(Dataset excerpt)

------------------------

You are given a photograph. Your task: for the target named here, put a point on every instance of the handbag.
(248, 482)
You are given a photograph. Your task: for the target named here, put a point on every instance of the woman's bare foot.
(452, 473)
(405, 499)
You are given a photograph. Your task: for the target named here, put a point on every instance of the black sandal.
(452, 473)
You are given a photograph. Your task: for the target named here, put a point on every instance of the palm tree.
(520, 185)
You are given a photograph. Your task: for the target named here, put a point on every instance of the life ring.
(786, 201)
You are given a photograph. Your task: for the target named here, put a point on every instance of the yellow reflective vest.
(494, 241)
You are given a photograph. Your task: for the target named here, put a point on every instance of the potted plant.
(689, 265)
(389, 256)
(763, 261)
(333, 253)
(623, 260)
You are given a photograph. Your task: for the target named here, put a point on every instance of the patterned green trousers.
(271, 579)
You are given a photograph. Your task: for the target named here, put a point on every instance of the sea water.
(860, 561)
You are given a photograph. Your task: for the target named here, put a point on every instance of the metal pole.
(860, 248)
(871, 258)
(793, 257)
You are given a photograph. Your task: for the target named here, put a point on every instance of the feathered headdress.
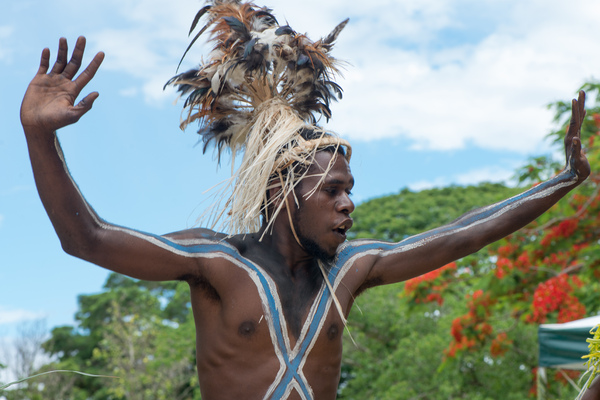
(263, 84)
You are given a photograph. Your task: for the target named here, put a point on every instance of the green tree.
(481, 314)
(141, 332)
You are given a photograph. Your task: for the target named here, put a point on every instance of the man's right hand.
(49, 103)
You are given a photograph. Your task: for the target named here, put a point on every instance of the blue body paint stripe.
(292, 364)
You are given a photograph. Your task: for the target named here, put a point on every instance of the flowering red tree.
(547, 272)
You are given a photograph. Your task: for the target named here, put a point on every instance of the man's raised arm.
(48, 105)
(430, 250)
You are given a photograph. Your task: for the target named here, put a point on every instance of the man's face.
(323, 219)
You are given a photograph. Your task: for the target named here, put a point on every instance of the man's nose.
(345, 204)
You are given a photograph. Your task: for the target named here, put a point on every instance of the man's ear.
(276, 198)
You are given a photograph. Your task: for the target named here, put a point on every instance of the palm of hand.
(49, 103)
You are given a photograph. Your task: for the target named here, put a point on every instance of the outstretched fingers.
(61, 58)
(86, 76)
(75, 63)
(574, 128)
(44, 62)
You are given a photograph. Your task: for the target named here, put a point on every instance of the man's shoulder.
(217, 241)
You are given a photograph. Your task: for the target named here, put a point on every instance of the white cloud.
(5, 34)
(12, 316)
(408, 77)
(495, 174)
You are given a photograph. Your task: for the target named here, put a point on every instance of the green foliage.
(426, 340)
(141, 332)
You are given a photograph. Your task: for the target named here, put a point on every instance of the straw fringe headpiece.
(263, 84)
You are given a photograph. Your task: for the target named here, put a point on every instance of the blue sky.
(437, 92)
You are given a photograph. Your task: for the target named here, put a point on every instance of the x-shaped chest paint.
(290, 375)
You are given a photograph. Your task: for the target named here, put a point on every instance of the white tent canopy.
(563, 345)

------------------------

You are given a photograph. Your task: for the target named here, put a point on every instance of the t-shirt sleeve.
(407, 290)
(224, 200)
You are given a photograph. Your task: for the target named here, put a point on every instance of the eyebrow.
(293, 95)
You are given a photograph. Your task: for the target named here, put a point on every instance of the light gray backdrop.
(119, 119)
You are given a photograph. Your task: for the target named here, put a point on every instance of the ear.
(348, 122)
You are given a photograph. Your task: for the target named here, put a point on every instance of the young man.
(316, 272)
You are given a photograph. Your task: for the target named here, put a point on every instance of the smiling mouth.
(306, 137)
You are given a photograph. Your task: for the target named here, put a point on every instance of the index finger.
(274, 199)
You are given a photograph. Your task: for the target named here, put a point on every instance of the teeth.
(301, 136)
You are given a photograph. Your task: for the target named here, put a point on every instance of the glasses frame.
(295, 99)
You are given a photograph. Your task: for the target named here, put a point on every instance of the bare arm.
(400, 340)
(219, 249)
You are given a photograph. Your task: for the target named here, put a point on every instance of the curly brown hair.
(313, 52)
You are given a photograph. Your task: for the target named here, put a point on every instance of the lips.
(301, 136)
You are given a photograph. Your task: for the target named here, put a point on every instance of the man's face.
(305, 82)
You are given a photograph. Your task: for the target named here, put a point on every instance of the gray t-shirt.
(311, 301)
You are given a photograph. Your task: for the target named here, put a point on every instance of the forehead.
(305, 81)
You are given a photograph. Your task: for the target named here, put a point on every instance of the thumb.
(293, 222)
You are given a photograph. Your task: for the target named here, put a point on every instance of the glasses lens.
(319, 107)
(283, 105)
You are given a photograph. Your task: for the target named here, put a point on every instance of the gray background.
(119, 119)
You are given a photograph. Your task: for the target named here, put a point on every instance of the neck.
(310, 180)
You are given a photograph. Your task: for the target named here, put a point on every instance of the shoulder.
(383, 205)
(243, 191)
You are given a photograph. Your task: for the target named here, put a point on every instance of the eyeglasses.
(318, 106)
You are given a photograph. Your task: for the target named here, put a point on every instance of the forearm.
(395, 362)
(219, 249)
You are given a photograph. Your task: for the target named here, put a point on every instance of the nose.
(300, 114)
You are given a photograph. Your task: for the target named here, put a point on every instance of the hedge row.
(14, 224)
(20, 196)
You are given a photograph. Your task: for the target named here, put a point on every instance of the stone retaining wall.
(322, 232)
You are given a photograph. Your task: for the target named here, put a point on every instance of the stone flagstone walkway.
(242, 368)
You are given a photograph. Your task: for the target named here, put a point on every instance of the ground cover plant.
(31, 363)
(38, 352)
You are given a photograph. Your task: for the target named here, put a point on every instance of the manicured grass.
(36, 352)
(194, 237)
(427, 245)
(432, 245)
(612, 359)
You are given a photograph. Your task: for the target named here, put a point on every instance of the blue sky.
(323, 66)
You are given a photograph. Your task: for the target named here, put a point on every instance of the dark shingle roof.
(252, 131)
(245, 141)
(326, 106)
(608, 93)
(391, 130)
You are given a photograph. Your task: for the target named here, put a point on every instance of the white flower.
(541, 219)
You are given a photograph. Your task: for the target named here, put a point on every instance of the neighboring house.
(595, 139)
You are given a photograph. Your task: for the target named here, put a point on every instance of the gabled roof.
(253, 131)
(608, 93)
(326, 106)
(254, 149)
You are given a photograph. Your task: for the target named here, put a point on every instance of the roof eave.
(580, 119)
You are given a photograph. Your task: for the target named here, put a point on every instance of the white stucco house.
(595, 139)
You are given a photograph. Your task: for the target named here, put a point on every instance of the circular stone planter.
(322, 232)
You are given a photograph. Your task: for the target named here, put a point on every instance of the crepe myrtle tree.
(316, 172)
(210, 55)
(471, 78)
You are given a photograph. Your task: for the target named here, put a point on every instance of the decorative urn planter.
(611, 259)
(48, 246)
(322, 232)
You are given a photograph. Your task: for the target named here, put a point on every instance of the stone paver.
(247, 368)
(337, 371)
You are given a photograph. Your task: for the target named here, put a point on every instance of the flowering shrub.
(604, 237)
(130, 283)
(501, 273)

------------------------

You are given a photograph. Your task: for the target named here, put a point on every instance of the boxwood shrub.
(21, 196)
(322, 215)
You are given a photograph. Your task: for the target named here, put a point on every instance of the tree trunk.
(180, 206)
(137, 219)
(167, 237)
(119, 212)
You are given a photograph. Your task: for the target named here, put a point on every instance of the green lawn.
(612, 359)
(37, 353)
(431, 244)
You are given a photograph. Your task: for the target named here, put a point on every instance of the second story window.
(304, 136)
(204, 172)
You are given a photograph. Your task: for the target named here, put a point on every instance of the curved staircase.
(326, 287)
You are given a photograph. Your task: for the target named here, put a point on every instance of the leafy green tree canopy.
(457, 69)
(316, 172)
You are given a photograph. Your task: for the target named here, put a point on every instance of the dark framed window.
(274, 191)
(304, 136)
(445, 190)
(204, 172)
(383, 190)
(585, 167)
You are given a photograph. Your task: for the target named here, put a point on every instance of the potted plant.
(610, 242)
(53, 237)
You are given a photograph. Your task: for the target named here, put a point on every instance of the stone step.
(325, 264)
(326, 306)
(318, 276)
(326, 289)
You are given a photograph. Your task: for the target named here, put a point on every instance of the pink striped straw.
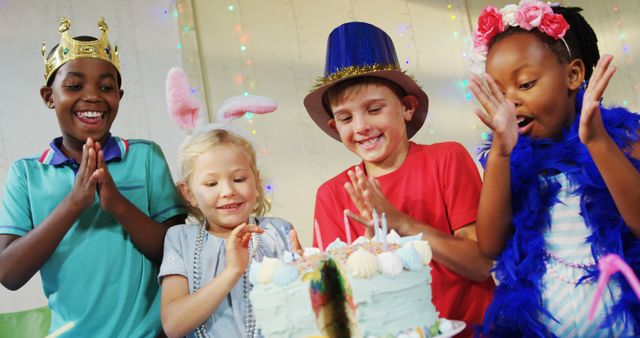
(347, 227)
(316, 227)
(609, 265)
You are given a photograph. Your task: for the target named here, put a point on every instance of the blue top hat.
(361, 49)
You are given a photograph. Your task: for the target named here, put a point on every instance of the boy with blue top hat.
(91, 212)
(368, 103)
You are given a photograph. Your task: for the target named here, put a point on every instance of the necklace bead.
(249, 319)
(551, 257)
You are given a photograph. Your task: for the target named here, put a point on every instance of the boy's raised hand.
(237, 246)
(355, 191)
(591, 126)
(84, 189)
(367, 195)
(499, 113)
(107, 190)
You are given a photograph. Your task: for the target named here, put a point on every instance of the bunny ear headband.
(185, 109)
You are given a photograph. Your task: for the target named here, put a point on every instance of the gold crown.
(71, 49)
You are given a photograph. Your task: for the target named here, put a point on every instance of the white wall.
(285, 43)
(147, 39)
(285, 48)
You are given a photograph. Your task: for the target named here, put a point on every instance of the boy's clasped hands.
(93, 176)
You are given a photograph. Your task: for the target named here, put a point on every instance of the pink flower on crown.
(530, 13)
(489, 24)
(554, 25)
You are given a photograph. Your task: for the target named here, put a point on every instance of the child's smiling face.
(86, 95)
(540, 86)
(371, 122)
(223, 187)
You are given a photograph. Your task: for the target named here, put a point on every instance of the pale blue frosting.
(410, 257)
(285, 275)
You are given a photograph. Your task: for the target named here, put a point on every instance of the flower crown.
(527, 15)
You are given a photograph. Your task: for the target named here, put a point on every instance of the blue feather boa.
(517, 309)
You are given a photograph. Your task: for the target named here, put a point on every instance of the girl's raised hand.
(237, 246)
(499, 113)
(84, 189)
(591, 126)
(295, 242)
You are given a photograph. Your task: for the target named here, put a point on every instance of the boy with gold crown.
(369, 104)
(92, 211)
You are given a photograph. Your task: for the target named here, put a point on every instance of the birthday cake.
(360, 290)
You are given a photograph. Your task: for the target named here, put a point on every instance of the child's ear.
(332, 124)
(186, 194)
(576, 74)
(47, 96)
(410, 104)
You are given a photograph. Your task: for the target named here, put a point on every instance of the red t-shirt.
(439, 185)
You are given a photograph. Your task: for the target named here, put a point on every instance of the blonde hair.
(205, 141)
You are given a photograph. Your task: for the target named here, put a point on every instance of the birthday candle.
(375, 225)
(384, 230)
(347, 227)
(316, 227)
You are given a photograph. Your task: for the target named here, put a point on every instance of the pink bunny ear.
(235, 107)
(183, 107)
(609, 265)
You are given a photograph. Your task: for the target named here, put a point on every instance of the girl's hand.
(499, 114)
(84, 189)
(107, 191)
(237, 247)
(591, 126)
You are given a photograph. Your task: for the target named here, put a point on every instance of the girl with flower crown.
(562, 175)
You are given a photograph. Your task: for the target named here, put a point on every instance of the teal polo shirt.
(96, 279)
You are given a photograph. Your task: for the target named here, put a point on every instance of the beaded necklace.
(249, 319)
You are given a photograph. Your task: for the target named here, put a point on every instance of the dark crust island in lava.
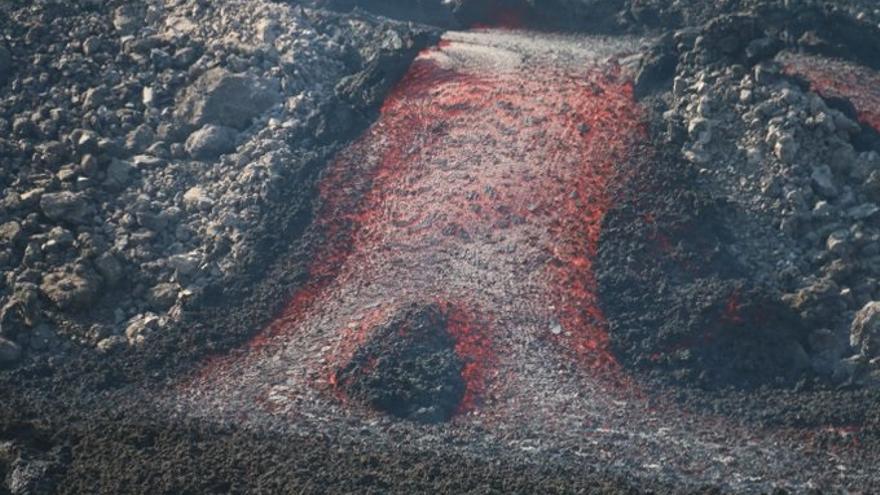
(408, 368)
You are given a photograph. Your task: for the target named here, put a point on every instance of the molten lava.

------------------------

*WHAT NEEDS TO BE DONE*
Collect every line from the entries above that contains the word "roof", and list those lines.

*PROBLEM SOLUTION*
You are given a photograph. Your task: for the target named here, put a point on every instance of the dark shingle roof.
You are given a photograph. Your task: for the target named here, put a point on every instance of the gabled roof.
You are given a photograph. Your task: for the target named here, put a point on every instance of the roof eave.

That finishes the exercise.